Extracted material
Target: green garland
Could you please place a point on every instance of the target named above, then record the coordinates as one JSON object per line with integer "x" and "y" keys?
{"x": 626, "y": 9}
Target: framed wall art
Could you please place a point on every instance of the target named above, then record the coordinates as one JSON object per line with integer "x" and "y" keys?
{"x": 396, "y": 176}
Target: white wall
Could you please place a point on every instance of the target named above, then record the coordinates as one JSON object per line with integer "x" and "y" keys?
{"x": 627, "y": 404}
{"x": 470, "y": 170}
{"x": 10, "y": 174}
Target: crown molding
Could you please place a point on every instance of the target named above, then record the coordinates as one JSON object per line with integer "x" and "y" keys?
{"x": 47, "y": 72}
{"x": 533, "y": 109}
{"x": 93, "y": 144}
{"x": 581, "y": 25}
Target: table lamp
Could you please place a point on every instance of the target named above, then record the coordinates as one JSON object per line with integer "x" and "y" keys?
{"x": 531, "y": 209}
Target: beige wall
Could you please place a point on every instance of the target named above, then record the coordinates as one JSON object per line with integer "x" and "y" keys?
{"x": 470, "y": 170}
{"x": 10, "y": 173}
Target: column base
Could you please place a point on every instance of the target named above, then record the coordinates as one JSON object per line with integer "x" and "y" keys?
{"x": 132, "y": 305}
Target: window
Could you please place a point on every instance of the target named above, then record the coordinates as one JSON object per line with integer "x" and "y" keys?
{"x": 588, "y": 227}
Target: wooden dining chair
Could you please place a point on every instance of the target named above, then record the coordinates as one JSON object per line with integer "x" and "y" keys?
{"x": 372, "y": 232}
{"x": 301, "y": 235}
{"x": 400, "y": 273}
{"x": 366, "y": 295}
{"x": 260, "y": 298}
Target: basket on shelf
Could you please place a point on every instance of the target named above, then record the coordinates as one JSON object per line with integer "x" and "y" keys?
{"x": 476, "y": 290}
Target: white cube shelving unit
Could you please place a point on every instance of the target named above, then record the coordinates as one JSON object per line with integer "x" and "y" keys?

What is being asked
Swap "basket" for "bin" in the lines starting at the one containing "Target: basket on shelf" and ending at the end of the listing, and give those lines again with nothing else changed.

Answer to the problem
Target: bin on shelf
Could you please place a point on every instance of the target named above, then record the coordinates as one JSON object per line with integer "x" and "y" keys?
{"x": 476, "y": 290}
Target: white cube shelving unit
Could you please place a point on every instance of the target named above, then record the coordinates as one JSON object per line with integer "x" and "y" keys?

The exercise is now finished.